▼

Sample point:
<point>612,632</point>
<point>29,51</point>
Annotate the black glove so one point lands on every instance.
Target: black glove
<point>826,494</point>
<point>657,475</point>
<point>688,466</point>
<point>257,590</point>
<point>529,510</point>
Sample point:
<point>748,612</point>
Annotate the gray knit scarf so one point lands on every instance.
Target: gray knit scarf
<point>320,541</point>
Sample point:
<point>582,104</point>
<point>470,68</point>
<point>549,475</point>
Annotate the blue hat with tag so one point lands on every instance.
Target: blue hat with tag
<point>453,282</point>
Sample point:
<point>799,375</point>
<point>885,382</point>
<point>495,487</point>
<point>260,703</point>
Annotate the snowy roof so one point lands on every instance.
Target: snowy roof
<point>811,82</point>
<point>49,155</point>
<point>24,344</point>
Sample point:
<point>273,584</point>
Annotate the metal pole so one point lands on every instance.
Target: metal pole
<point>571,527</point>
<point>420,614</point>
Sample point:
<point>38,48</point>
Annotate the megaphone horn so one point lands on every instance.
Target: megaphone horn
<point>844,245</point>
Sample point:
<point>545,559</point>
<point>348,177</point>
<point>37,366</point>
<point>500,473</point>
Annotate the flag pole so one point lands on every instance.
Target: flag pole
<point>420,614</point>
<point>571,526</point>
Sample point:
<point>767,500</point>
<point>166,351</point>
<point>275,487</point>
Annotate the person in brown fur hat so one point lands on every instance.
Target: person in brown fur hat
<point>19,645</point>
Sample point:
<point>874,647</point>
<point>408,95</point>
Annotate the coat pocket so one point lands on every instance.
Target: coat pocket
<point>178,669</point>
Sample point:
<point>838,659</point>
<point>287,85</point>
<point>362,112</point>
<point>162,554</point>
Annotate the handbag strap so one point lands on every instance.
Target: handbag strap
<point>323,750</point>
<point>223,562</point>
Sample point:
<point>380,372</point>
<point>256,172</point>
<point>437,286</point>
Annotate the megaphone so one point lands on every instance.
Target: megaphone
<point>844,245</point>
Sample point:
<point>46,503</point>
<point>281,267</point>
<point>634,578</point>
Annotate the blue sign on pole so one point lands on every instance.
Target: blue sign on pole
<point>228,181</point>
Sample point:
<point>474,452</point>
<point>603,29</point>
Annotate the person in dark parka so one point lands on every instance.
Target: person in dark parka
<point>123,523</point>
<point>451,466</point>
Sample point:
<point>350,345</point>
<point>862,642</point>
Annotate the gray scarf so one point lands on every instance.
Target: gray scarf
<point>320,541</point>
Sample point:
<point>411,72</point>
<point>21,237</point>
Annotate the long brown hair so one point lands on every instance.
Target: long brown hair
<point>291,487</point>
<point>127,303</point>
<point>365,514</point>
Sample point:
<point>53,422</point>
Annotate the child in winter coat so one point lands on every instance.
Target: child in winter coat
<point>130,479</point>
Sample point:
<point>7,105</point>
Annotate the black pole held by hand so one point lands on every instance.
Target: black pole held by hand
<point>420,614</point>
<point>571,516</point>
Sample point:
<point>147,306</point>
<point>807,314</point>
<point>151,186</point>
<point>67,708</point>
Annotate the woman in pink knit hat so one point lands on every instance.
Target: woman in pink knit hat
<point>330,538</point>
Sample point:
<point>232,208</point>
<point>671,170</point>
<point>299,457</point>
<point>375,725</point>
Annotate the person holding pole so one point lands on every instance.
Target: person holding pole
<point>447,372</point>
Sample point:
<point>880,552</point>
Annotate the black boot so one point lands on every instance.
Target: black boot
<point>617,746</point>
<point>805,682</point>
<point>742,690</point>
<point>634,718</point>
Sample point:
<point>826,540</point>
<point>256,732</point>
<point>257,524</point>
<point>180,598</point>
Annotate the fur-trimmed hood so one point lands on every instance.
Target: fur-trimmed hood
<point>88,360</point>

▲
▼

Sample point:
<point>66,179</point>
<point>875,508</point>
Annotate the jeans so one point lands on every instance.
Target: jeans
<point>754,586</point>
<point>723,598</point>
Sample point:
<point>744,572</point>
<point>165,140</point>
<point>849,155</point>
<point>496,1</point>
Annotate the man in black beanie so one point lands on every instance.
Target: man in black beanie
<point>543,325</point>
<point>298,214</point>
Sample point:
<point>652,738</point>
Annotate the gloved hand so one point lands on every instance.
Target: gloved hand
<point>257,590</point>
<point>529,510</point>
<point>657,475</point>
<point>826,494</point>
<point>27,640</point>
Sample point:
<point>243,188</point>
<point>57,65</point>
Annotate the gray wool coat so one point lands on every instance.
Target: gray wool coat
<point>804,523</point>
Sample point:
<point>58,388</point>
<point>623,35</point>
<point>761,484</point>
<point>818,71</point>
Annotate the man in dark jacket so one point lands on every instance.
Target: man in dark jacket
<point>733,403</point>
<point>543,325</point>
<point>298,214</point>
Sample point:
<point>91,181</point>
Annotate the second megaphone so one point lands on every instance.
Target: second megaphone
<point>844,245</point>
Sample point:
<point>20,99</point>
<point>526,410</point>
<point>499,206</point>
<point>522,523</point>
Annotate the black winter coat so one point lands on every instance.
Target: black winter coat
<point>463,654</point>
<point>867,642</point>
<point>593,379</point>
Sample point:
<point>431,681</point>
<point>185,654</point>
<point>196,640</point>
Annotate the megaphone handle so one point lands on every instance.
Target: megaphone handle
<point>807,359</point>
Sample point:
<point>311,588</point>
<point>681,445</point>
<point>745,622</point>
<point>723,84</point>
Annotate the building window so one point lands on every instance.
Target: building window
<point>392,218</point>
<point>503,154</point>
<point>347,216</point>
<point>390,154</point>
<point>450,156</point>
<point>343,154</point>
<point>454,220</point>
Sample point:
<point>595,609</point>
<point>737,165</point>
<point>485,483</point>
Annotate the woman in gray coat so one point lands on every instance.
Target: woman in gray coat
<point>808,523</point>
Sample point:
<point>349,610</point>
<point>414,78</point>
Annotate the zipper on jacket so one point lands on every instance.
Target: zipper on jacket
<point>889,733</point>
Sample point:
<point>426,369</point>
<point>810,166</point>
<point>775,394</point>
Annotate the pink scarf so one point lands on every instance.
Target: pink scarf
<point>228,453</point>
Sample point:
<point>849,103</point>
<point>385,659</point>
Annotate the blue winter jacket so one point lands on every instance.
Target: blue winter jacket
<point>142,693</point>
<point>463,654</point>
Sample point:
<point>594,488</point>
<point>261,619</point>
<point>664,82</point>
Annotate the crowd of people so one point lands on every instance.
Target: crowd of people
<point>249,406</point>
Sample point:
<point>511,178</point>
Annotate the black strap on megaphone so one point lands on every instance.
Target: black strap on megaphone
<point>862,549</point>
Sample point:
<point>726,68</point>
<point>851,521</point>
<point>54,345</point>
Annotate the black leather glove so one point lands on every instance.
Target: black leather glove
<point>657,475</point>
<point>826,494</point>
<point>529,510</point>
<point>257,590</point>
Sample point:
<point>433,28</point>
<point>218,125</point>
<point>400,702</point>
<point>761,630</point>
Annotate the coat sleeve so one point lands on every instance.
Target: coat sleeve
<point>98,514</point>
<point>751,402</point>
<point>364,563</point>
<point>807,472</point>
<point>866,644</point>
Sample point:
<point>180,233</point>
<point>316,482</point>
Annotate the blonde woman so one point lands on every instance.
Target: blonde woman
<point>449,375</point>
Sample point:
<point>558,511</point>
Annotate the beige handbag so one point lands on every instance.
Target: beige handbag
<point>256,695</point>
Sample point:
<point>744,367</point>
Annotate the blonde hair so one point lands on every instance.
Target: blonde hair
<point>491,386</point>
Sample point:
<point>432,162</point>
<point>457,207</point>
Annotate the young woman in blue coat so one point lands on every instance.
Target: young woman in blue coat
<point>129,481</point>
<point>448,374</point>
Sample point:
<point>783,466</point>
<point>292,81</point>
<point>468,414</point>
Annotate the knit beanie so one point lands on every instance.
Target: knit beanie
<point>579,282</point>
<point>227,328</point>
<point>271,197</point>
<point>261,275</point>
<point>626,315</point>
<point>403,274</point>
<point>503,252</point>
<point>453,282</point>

▲
▼

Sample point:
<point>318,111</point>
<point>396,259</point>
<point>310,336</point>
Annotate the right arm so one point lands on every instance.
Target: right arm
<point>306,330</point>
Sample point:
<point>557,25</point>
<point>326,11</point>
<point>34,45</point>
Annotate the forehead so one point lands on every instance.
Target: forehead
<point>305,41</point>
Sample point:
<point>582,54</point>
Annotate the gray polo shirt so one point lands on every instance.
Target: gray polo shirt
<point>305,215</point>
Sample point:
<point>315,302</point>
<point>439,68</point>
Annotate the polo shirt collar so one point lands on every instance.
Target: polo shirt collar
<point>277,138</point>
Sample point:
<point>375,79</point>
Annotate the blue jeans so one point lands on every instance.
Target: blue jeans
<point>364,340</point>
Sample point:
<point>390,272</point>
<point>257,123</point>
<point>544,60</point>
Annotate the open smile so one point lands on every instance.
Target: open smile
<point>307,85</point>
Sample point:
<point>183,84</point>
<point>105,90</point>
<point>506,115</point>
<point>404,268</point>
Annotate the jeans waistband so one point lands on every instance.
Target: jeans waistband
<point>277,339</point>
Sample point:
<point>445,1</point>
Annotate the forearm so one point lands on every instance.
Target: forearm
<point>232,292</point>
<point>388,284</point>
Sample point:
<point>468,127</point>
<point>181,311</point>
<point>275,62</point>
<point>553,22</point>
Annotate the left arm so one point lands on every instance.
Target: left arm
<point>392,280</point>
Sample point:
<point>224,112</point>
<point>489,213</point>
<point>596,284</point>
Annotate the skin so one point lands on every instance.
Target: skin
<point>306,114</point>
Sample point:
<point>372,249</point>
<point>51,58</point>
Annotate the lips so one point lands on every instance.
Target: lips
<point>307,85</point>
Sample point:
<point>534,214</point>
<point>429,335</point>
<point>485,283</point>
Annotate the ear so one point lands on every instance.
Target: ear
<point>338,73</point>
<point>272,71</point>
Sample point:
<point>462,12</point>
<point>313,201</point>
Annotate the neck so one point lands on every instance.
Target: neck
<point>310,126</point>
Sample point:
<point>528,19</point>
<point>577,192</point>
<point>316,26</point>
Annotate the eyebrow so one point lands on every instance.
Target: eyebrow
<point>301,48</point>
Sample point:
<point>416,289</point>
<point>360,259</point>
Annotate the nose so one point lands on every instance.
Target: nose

▲

## EXERCISE BRIEF:
Show each line of the rows above that contains the word "handle". Case counts.

## SOLUTION TO THE PROBLEM:
Annotate the megaphone handle so one point lands on every instance.
Target: megaphone handle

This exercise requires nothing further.